**Excerpt provided:**
════════
Yes, I had decided. If Psalm 16:11 was true, if this unbelievable reality was available in my lifetime, that was what I wanted. Fullness of joy.

“And children!”

I couldn’t not ask! I desperately wanted to become a mother to a living child. But a greater desperation had eclipsed it. A desperation for true joy. The joy not dependent on circumstances.

Seeing my request in my own handwriting settled some of the debris in my heart. Grief still resided, but was no longer driving me. I knew now that I wanted something more than I wanted to be pregnant. I had something new to ask for. Praying for children took a backseat. Asking God “Why” took a backseat. This determined request for joy became a welcome friend.

PHYSICAL HEALING

Through our fertility tests we learned I had a uterine septum, a piece of tissue dividing my uterus in half and keeping my chances of miscarriage at 70%. As I recovered from the surgery to remove it, Jimmy and I rejoiced! The thing that had caused our babies premature deaths was gone!

On May 8, 2010, the day before Mother's Day, I was greeted with another set of pink lines. My new steel beams of faith held tight as I was faced with all the emotions again. The fear, the hope, the joy, the pain. Amidst it all, I could feel the stability of new desires under my feet. A desire for joy in God, not my circumstances. A desire for His presence despite the outcome. I knew He could take this child away. But even so, I only wanted Him. Who else but Jesus was strong enough to keep me from bitterness, to keep me from the black hole of doubt? To whom else could I go?

I held my first baby in early January, 2011. Even throughout my labor the night before, I asked my husband, “Will I really get to meet this child?” Part of me was still afraid to believe it could be true. Part of me was still grieving the lives I didn’t meet. But I did meet her. We named her Lively. And just as we had prayed, she was full of life.
════════
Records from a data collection
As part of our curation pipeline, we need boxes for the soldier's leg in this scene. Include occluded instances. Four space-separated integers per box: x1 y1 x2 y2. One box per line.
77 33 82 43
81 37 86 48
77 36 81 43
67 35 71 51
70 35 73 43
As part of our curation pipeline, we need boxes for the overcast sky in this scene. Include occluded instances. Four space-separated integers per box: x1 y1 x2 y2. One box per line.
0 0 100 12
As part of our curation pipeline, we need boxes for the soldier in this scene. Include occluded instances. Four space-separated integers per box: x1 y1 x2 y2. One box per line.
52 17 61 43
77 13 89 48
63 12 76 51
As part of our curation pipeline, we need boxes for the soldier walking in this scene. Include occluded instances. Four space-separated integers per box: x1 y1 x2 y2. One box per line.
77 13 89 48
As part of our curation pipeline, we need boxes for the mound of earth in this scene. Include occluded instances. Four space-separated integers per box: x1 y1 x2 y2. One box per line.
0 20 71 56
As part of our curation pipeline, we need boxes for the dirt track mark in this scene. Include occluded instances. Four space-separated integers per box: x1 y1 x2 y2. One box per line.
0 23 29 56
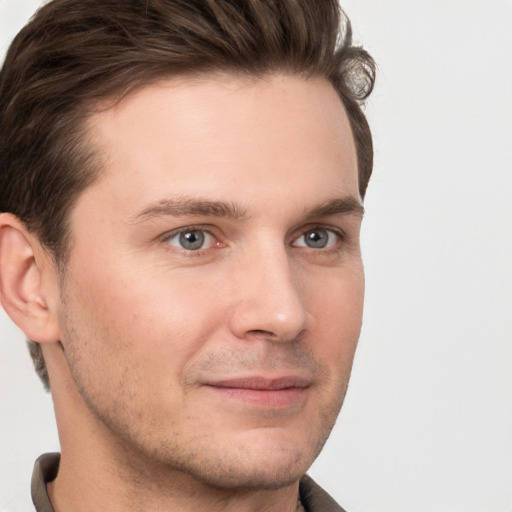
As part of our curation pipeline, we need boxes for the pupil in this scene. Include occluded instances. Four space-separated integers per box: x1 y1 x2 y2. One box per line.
180 231 204 251
306 231 328 249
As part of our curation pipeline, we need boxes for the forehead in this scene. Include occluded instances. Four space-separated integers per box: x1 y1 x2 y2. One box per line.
81 75 358 220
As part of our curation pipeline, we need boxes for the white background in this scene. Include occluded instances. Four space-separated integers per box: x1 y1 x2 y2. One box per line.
0 0 512 512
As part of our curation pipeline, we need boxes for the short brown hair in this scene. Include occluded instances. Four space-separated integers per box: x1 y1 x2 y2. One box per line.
0 0 375 387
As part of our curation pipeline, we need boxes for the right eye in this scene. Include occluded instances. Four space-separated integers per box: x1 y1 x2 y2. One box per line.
167 229 215 251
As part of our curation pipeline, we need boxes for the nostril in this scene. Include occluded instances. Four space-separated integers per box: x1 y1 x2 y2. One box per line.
247 329 275 338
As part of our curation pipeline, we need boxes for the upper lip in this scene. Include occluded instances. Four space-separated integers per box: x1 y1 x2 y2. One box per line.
205 376 311 391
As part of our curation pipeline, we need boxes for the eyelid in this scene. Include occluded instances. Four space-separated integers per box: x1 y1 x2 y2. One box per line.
291 224 347 247
158 224 223 250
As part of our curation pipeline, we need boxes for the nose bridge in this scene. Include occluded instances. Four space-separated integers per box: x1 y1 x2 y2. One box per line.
233 242 309 341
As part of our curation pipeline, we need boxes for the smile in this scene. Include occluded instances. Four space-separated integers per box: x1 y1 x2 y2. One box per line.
205 377 310 409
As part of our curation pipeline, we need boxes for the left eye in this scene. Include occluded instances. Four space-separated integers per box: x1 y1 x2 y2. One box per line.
293 228 339 249
167 229 215 251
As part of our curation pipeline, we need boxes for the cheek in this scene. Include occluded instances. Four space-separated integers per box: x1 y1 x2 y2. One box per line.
311 266 364 362
63 264 227 376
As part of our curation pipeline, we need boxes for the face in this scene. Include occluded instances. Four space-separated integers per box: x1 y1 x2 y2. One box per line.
59 75 363 488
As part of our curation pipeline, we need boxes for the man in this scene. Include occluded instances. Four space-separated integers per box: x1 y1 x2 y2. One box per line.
0 0 374 512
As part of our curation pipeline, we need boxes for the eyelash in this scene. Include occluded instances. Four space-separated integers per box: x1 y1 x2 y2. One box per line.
161 225 347 257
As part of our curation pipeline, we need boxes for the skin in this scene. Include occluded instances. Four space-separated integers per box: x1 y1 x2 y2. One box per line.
0 75 364 512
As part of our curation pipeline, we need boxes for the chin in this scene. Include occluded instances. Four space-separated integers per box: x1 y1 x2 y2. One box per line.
157 431 323 491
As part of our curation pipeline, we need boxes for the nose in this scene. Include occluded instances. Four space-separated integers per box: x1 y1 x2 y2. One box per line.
230 246 313 342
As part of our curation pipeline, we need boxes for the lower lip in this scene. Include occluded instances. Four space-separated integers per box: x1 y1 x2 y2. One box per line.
207 386 307 409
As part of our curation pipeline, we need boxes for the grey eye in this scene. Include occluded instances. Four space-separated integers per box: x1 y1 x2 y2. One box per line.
294 228 338 249
179 231 205 251
168 229 214 251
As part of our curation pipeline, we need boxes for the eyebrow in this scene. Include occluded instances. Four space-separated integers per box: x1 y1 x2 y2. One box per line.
130 196 364 223
131 198 247 222
304 196 364 218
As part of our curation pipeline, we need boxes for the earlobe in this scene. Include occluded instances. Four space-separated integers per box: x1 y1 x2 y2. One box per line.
0 213 59 343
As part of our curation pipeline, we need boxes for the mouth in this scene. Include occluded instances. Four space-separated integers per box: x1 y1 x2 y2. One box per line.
204 376 311 409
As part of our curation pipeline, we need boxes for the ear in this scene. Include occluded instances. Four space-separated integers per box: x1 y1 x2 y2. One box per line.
0 213 60 343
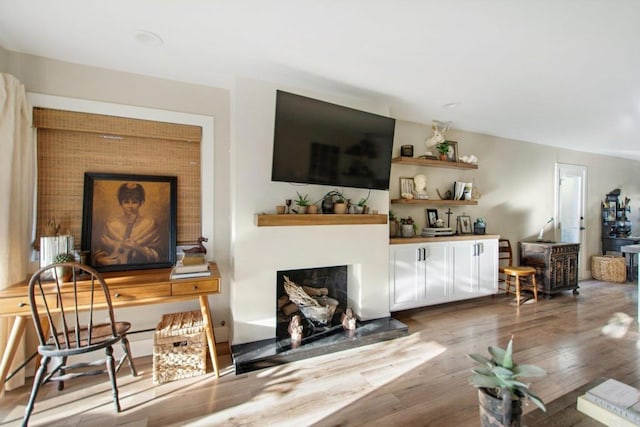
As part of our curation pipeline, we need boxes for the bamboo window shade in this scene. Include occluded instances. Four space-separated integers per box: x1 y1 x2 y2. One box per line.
33 108 202 248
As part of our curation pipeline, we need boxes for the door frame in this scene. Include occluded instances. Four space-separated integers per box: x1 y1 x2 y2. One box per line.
553 162 588 279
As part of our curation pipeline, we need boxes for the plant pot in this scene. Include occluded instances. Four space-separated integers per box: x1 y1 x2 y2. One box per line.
389 220 400 237
333 203 347 214
478 388 522 427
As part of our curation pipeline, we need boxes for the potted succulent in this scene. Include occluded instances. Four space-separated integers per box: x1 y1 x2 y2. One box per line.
296 191 311 214
469 337 547 427
53 253 76 282
436 141 451 160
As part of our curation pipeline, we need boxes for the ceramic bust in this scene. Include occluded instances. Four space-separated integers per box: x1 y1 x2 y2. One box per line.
413 174 429 200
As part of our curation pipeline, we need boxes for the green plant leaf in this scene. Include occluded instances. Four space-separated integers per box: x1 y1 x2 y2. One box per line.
471 374 500 388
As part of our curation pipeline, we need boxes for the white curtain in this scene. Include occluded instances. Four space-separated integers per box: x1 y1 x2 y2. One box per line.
0 73 36 389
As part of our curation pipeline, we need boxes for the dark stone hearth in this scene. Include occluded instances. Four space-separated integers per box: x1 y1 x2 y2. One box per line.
231 317 409 375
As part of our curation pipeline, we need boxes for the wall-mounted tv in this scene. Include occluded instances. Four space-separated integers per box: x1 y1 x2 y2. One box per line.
271 90 395 190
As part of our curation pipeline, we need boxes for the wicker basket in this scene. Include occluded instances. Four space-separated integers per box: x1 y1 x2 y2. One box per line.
591 255 627 283
153 310 207 383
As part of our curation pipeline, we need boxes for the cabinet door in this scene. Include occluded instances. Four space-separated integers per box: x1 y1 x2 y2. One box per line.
476 239 498 295
451 240 479 300
424 243 452 304
389 245 425 311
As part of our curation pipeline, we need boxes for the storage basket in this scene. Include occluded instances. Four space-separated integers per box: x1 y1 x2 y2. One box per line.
153 310 207 383
591 255 627 283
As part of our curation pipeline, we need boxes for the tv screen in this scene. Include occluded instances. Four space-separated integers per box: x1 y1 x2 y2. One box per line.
271 91 395 190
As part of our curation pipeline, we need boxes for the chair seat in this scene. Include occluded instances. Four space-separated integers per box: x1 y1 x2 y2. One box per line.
503 265 536 276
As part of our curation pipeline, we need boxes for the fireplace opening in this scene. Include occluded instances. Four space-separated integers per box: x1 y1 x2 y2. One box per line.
276 265 355 345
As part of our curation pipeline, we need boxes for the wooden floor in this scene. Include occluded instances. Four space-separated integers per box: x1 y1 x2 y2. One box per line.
0 281 640 427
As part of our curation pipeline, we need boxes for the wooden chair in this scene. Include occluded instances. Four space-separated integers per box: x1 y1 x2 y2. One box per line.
498 239 538 306
23 262 137 425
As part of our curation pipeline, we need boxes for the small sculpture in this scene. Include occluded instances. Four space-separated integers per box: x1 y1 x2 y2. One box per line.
341 307 356 331
413 174 429 200
183 237 209 254
287 314 304 345
424 120 451 156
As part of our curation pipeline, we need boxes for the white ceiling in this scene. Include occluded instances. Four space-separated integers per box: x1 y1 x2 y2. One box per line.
0 0 640 160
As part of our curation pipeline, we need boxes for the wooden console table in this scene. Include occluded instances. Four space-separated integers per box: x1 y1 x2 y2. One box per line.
0 263 220 393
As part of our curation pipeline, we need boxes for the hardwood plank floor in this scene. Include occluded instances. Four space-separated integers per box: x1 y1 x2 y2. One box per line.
0 281 640 427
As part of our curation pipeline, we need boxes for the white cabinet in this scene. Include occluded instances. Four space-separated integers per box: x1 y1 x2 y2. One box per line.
389 239 498 311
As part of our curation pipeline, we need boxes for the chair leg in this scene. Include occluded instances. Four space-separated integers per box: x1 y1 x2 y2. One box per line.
22 356 51 427
122 335 138 377
105 346 120 412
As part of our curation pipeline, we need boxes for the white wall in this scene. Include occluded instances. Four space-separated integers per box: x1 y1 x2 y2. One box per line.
231 78 389 344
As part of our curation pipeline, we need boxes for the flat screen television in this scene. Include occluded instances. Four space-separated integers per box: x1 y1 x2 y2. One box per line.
271 90 395 190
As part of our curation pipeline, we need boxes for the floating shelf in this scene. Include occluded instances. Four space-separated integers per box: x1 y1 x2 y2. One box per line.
256 214 388 227
391 199 478 206
391 157 478 169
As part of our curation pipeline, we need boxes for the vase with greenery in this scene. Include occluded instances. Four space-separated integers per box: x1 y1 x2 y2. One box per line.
436 141 451 160
295 191 311 214
469 337 547 427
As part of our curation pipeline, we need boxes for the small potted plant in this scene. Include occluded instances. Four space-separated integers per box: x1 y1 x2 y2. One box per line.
469 337 547 427
296 191 311 214
53 253 76 282
400 216 416 237
436 141 451 160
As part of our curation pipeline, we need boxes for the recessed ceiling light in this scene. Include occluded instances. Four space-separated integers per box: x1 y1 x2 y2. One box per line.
442 102 462 110
133 30 164 46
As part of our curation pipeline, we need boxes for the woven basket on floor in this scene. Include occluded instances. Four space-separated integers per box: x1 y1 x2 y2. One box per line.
591 255 627 283
153 310 207 383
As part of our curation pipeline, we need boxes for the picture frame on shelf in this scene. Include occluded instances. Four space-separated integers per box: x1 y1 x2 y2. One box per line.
425 208 438 228
447 141 460 163
400 177 415 199
81 172 177 271
458 215 473 234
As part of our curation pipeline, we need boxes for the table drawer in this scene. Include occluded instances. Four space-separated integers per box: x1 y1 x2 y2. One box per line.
62 284 171 306
171 279 220 295
0 295 57 316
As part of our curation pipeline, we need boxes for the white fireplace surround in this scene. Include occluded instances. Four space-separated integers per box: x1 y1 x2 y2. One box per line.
230 78 390 345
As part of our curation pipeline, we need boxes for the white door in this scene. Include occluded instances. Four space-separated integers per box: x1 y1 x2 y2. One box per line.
555 163 587 277
451 240 478 300
389 245 425 311
424 242 452 304
476 239 498 295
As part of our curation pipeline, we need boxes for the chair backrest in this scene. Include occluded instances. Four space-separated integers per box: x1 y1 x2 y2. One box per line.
498 239 513 267
28 262 116 350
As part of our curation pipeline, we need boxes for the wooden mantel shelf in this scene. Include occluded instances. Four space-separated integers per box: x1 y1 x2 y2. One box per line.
391 157 478 169
391 199 478 206
256 214 387 227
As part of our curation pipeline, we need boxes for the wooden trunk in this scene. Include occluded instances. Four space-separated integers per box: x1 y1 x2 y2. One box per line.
478 388 522 427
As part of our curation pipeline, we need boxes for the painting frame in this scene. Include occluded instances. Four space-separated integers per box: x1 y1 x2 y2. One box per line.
425 208 438 228
400 177 415 199
457 215 473 234
81 172 178 272
446 141 460 163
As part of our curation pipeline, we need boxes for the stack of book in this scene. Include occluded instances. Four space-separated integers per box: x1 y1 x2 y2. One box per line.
578 379 640 426
171 254 211 280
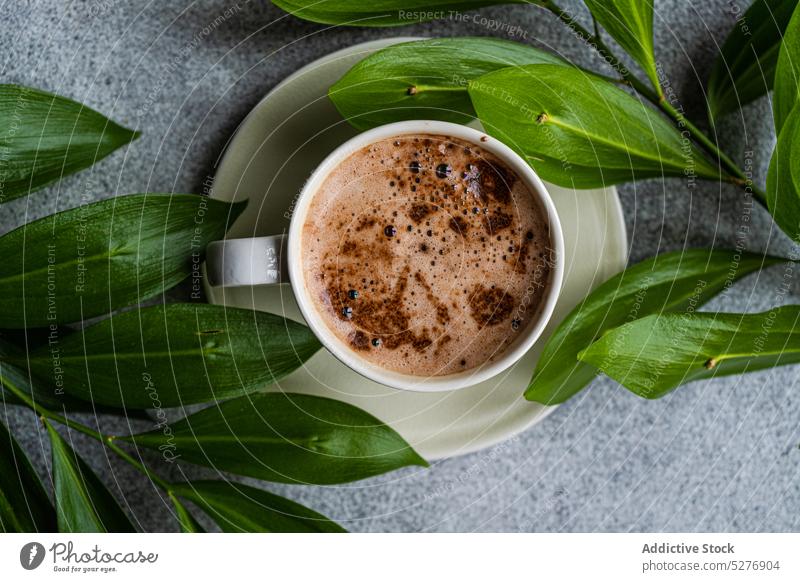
════════
**Exercise set:**
a. In the passage about infertility and faith, what did the fertility tests show?
b. Write a continuation of the passage about infertility and faith, starting right after its final sentence.

**Outputs in order:**
a. They showed a uterine septum, a piece of tissue dividing the uterus in half that kept the chance of miscarriage at 70%.

b.
PULLING BACK THE CURTAIN

I met a woman who worked in labor and delivery that year. We had both lost children through miscarriage and began to share our stories. She asked me, did you ever find you had a problem? I relayed the medical information about my womb, as I had become skilled at doing, and she began to tear up. “God has been so merciful to you!”

I definitely agreed, but not in the way she meant. I asked for clarity.

“You could have carried those babies full term!”

“I know.” I had asked God to keep them alive. I knew He could have, no matter what my uterus looked like. But He had chosen not to. “What do you mean?” I asked her.

She went on to explain the dangerous situation of babies who grow in half their mother’s uterus due to a septum. If you carry children full term, they are often deformed due to lack of space, they suffocate and die in the third trimester, or the uterus can rupture in labor. She again explained, “God has been so merciful to you! To let you find out and get it repaired.”

I now have 2 biological children. Both of which would not be here without the premature death of their siblings. It wasn’t until my 3rd miscarriage that my doctor even considered sending me to an expensive fertility specialist. My precious 3rd baby had such immeasurable purpose in my life. We named her Eliza (which means God’s oath). Through her death, I found myself in a surgery that made way for healthy pregnancies. Through her death, God changed me in ways I would have never asked for, but desperately needed. Through her death, there is life.

I’m not sure why God let me see some of what He was up to in the loss of our children. He didn’t have to. I can only pray it gives hope to others who are still in the middle. That even when you cannot imagine a way this could be good, for those who are in Christ, it truly is good. Because God is good and He does good. (Psalm 119:68) It is in His nature to accomplish good for those who trust in Him.

For me, I resonate with the psalmist: “It is good for me that I was afflicted, that I might learn your statutes.” (Psalm 119:71) Through this affliction, I learned things of God I wouldn’t trade for the world. Through this affliction, I know Him better. Through this affliction, my faith has been fortified. May your affliction produce this and so much more.